··· DATA PROVIDED
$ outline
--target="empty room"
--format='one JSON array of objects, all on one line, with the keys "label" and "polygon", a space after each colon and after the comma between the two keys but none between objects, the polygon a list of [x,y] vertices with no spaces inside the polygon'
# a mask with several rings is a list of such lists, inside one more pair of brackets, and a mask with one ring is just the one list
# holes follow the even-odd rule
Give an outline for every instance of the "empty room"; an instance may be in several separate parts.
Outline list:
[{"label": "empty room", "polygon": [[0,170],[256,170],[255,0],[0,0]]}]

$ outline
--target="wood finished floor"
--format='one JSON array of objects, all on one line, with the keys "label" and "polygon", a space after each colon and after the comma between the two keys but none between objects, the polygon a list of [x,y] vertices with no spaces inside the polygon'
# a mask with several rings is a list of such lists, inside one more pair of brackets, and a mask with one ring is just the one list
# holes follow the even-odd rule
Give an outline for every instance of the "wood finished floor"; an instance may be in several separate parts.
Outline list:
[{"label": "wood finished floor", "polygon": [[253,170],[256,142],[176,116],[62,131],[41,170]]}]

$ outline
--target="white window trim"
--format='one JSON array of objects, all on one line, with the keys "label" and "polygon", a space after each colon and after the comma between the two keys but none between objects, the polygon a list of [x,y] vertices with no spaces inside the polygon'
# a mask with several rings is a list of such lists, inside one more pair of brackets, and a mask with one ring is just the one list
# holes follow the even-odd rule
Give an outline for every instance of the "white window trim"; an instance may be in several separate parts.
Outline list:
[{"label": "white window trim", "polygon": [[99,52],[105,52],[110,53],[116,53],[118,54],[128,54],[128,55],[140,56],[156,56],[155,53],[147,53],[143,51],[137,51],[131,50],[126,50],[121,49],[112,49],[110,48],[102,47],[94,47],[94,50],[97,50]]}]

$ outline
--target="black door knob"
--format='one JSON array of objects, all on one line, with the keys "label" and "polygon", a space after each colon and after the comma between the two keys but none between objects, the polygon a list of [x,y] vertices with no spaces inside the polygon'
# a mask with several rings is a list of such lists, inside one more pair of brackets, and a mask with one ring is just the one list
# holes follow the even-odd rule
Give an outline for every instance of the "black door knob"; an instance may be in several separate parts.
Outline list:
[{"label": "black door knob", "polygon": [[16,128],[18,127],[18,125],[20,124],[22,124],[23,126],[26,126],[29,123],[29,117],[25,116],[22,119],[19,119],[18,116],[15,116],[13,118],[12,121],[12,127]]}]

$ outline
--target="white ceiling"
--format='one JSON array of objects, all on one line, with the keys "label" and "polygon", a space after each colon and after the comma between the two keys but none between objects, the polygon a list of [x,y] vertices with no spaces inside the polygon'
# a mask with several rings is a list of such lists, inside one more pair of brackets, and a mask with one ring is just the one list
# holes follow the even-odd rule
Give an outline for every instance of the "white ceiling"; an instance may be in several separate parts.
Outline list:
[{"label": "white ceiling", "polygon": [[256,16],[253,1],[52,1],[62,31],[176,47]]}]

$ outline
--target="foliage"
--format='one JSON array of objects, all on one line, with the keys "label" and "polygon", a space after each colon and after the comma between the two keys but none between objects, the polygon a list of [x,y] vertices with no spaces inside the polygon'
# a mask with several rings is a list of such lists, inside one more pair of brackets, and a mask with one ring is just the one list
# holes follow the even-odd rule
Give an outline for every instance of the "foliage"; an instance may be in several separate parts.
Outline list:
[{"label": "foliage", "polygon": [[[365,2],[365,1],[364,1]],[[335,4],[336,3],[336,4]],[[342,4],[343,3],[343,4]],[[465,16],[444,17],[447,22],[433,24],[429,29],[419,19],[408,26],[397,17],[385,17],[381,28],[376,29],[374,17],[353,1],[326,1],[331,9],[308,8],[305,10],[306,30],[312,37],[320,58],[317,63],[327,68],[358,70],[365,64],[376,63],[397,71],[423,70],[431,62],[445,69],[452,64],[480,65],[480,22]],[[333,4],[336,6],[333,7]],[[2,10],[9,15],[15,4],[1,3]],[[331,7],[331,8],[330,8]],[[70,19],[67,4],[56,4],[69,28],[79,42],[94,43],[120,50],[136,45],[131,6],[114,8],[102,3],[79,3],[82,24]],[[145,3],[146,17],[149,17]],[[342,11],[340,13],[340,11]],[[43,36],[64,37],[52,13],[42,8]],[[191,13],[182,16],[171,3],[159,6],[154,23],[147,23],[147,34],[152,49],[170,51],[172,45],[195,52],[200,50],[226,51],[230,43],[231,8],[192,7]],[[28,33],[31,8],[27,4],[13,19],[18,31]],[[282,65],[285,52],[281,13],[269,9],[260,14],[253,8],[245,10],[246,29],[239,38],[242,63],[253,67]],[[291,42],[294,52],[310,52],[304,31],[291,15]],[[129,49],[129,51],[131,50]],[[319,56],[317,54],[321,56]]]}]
······
- WORK TO COMPLETE -
State how many lines of the records above contain the word "finished". Give only the number.

- WRITTEN RESPONSE -
3